SELECTED EXCERPT
****************************************

Finborough Theatre, London, till 4 July; 0844 847 1652; www.finboroughtheatre.co.uk

In 1975, the Khmer Rouge took control of Cambodia and embarked on a four-year reign of terror and genocide. During this period, over 14,000 so-called “traitors” were processed through the secret prison S-21 set in a former school, with confessions extracted under torture. As part of the process, captives were photographed prior to execution.

S-27 is a play inspired by these real events. May’s job is to take the photographs. We follow her as she begins to question what she is doing, and her humanity begins to re-assert itself, despite the terrifying environment in which she is forced to live and her complicity in unspeakable acts. May grasps at the opportunity of a life beyond the walls, to leap free from the madness. S-27 is the winner of Amnesty International’s first “Protect the Human Playwriting competition”, and it’s well worth making it along to this four-week premier run.

I found it enthralling and very moving, and for me it worked both dramatically and intellectually. It resonated with current issues like the growing culture of surveillance (May in her black fatigues and emotionless face reminded me of police FIT or Forward Intelligence teams), and got me thinking about the guts needed to follow one’s conscience in authoritarian states where it is literally “kill or be killed”.

After seeing the play, I found myself delving again into the history of Cambodia’s Year Zero and the wider crucible of conflict from which it emerged. It’s tempting just to close our mind to these horrors, but this play opens a window into the darkness and in the light there is hope and courage.

In parallel with this play, there was until 26 June an exhibition of photographs – “Facing Death: Portraits from Cambodia’s Killing Fields” – at Photofusion Gallery in Brixton.

****************************************

ENTRIES PROVIDED

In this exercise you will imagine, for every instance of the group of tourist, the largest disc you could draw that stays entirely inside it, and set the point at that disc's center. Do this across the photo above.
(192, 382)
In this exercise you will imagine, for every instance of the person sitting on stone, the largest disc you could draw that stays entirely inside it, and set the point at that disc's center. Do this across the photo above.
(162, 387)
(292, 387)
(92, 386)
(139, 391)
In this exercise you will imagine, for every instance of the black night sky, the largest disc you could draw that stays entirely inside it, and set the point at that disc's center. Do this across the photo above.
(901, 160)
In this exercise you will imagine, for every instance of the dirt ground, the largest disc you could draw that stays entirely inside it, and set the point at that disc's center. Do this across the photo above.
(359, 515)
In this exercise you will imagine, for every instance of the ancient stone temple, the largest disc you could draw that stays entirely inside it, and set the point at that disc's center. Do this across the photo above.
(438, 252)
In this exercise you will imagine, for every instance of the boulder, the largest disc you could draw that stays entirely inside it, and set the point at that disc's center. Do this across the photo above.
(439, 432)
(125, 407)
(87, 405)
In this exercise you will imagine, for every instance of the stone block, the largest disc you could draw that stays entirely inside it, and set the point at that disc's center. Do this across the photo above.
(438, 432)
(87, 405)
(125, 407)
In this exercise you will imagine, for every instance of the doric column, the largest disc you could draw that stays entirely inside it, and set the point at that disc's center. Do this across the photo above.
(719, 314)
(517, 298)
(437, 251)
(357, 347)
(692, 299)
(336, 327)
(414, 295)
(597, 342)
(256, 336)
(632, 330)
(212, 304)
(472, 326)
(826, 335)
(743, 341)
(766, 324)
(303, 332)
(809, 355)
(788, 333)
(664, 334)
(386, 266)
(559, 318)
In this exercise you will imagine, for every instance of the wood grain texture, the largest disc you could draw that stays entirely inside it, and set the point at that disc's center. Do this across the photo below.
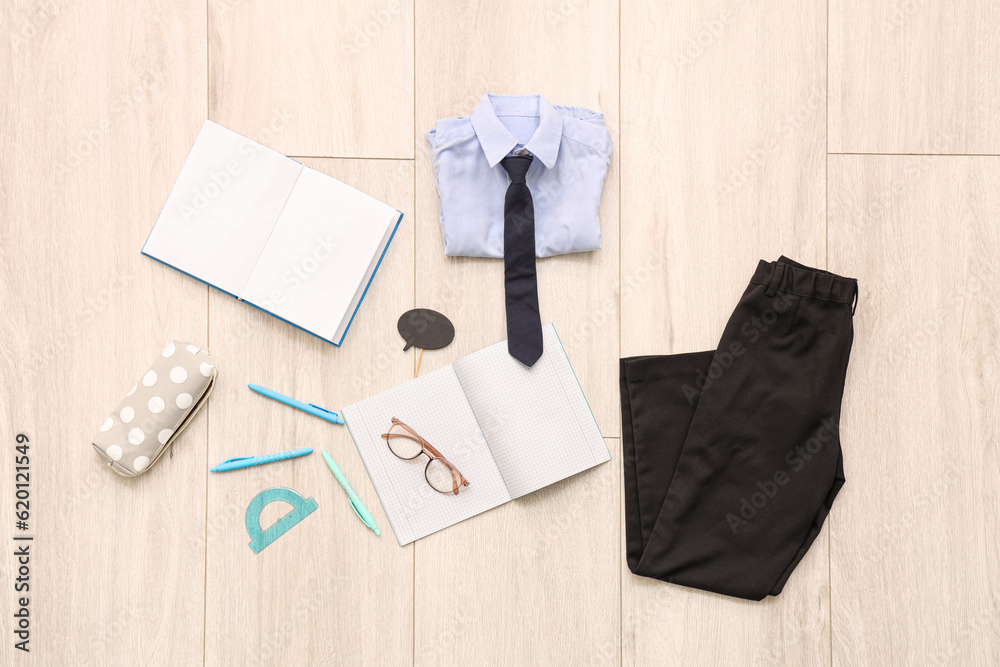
(719, 115)
(329, 591)
(723, 135)
(98, 117)
(330, 79)
(913, 76)
(535, 581)
(914, 565)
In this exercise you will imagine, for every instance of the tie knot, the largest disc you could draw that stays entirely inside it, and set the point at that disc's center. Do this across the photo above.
(517, 167)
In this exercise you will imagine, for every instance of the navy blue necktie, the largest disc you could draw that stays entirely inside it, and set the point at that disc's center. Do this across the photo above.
(524, 325)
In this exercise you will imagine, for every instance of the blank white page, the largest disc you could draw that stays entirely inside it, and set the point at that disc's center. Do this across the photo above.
(319, 252)
(536, 420)
(222, 208)
(434, 406)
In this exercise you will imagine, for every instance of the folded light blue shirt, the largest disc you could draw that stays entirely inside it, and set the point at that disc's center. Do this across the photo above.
(572, 151)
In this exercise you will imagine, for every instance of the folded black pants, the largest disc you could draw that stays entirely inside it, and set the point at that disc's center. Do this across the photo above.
(732, 456)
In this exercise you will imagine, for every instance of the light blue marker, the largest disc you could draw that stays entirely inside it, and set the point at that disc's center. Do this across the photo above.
(359, 507)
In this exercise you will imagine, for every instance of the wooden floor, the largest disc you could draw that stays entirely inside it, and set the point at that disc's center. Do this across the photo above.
(857, 135)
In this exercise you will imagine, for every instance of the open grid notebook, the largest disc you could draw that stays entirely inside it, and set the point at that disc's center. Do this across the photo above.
(508, 428)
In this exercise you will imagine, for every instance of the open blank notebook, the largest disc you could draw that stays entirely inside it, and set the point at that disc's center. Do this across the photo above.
(262, 227)
(508, 428)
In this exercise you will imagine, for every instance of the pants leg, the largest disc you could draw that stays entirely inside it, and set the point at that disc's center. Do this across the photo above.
(732, 458)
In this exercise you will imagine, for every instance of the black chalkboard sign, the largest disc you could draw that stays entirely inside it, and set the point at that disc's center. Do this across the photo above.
(425, 328)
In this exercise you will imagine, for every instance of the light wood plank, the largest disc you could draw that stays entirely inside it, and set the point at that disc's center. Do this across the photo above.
(98, 117)
(329, 590)
(723, 135)
(529, 558)
(330, 79)
(914, 564)
(913, 76)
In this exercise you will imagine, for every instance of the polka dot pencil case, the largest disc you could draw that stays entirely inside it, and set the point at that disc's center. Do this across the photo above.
(156, 409)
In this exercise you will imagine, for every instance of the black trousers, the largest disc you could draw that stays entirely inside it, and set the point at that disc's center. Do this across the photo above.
(732, 456)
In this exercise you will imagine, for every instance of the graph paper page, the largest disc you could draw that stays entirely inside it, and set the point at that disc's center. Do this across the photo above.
(434, 406)
(536, 420)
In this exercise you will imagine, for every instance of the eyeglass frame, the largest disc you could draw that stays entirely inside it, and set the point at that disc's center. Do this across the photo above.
(432, 454)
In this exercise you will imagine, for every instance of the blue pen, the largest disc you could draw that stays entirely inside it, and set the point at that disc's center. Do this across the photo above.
(311, 408)
(356, 504)
(247, 461)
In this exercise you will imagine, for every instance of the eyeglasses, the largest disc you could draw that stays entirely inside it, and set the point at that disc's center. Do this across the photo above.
(442, 476)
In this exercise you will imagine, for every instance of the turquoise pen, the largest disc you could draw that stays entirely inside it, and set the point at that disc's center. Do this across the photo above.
(247, 461)
(311, 408)
(359, 507)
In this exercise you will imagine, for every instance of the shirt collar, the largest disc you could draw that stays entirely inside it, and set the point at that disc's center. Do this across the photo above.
(497, 141)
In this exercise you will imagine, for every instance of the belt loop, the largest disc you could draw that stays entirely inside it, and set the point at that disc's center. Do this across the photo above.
(772, 287)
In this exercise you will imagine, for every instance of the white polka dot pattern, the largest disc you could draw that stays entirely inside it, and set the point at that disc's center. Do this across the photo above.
(149, 417)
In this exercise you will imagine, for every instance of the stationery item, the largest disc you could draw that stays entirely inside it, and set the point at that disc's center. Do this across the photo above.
(524, 326)
(263, 228)
(311, 408)
(356, 504)
(301, 508)
(246, 461)
(156, 409)
(508, 428)
(573, 151)
(732, 456)
(426, 329)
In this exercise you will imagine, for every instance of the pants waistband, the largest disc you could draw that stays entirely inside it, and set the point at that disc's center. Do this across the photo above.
(790, 276)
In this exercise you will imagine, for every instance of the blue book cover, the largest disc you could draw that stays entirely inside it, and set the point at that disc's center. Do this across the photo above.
(265, 229)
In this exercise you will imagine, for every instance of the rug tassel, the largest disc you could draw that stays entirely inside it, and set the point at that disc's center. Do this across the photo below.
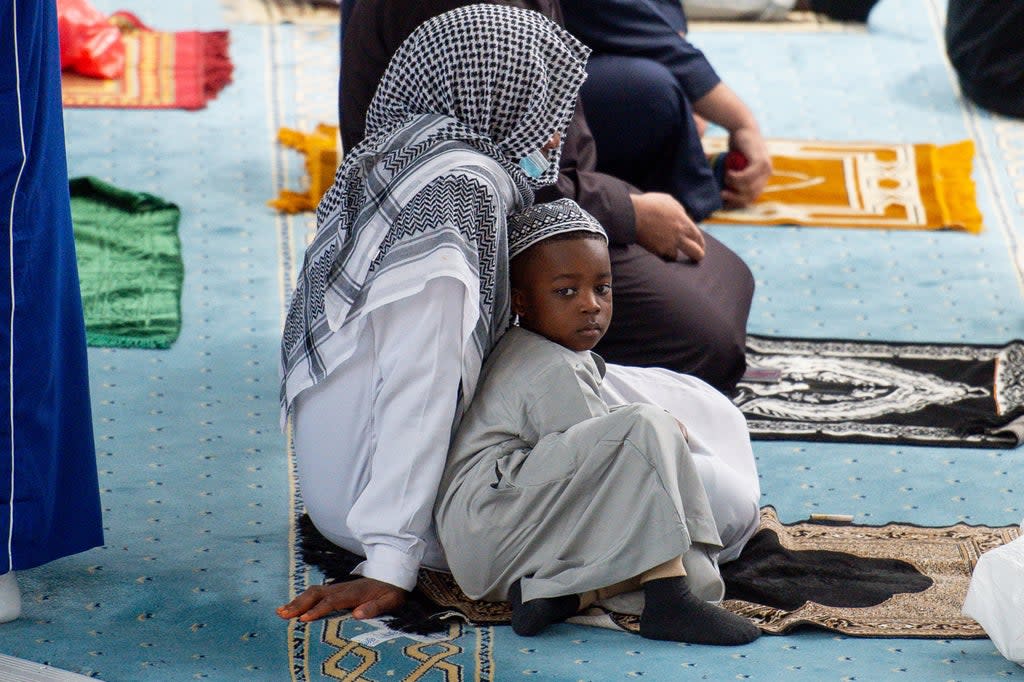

****************************************

EXERCISE TASK
Write out, word for word, the part of the S-27 review that begins at the words "I found it enthralling" and stops after "Gallery in Brixton.".

RESPONSE
I found it enthralling and very moving, and for me it worked both dramatically and intellectually. It resonated with current issues like the growing culture of surveillance (May in her black fatigues and emotionless face reminded me of police FIT or Forward Intelligence teams), and got me thinking about the guts needed to follow one’s conscience in authoritarian states where it is literally “kill or be killed”.

After seeing the play, I found myself delving again into the history of Cambodia’s Year Zero and the wider crucible of conflict from which it emerged. It’s tempting just to close our mind to these horrors, but this play opens a window into the darkness and in the light there is hope and courage.

In parallel with this play, there was until 26 June an exhibition of photographs – “Facing Death: Portraits from Cambodia’s Killing Fields” – at Photofusion Gallery in Brixton.